▶ Written request
Carry on the Module 1 course overview on RDF, Turtle, and SPARQL below, starting right after its last sentence.
── Passage given
Module 1 — Foundations

RDF, Turtle, basic SPARQL. The conceptual core of the semantic web stack.

Weeks: 1-3 Effort: ~5-7 hours per week

The idea at the center of this module is old, but it keeps becoming newly useful. Whenever software starts to do more than store and display information — whenever it needs to search, connect, reason, retrieve, or act — the same problem returns: meaning has to be represented in a form machines can follow.

The names change from wave to wave, but the underlying move is the same. Instead of treating knowledge as loose text, we give software a structure it can traverse: one thing connected to another by a named relationship. That structure has a smallest unit — the triple.

A triple is small enough to seem almost trivial: a subject, a predicate, and an object. But that tiny shape is the atomic unit underneath RDF, Turtle, SPARQL, linked data, vocabularies, and knowledge graphs. It’s what lets meaning become something you can write down, connect, query, reuse, and trust across systems.

Module 1 starts there.

What you’ll come away with

• Read and write Turtle → write down any fact as a connection a machine can follow
• Run basic SPARQL → ask questions that follow chains across the data
• Query local plus Wikidata → borrow the world’s facts, not just your own
• Articulate RDF vs JSON vs property graphs → tell a client which shape their problem actually needs

By the end, you should be able to explain to a working engineer why someone would choose RDF over a labeled property graph (or vice versa) without resorting to slogans.

The three submodules

The module moves up the stack in order: the data model first (1.1), then the query language that runs over it (1.2), then the vocabularies that make it interoperable (1.3). The rhythm for the full path is the same each week: read the canon → read the synthesis → run the workbook → save the receipt.

The W3C Primer is surprisingly readable — don’t skip it just because it’s a spec. The Turtle spec is a reference; bookmark it and skim §1-3 for orientation.

Reference: keep the Module 1 cheat sheet open while you work. Terms are defined in the glossary, and the curriculum map shows how the pieces fit together. (All best viewed on the live site, curriculum.barbhs.com.)

Choose your dataset

The workbooks come in two narrative flavors plus the resume dataset. Pick one and stay with it — the RDF, Turtle, and SPARQL patterns are identical across all three.

• Naruto — choose this for continuity with the rest of the curriculum. The Naruto graph carries forward into Module 2 (ontology design), Module 3 (reification and provenance), and Module 4 (deployment).
────
── Extracted records
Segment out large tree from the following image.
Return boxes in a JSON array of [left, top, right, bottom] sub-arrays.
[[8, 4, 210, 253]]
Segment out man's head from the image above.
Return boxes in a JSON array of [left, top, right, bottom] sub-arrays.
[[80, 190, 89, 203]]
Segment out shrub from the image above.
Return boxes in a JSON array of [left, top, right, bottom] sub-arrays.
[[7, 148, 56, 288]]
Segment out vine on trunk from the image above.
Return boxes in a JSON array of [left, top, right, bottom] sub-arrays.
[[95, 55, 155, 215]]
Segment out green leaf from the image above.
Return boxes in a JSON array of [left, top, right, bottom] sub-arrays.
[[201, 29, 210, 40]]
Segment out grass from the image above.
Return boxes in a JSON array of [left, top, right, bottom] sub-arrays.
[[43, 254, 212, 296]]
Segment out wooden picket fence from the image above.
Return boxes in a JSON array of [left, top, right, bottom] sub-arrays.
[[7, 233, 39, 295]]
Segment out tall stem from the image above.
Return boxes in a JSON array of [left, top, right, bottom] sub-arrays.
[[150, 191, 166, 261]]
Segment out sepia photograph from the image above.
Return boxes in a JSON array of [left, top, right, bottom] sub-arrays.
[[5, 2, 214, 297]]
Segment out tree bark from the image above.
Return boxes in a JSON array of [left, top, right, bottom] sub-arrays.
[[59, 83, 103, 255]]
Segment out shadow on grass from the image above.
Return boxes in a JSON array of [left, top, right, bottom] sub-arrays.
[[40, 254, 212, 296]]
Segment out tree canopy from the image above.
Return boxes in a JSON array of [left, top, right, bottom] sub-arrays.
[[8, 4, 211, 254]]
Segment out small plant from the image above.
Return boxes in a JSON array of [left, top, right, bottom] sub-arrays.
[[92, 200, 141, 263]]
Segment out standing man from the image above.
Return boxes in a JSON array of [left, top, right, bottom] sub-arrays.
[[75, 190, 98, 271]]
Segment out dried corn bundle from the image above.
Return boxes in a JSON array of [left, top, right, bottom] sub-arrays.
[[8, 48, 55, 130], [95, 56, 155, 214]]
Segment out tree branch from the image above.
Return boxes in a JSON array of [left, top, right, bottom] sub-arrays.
────
▶ Result of this exercise
• Greek mythology — the same patterns in a domain that may feel more familiar or less anime-specific. A fully supported alternate path, not a lesser version.
• Resume — the professional-data path, and the bridge into this module’s primary artifact: a resume graph slice with RDF, SKOS, and ESCO-style interoperability (Submodule 1.3).

How to work through it

Three ways in, depending on what you need.

If you want the concepts to land before you build — the suggested path:

1. Keep the cheat sheet open and skim the submodule table above.
2. For each submodule: do the canonical reading, read the synthesis page, run the workbook, save the receipt.
3. Finish by building the Resume Graph Explorer RDF slice (Submodule 1.3).
4. Take the 30-second test: explain when you’d choose RDF over a labeled property graph, and when not to.

If you need a runnable win before the theory lands:

1. Start Fuseki and open the cheat sheet.
2. Run the 1.1 workbook, then the 1.2 workbook (mythology variants linked in the table).
3. Load resume-001.ttl and run the 1.3 resume workbook.
4. Then go back to the readings and synthesis pages to understand what you just built.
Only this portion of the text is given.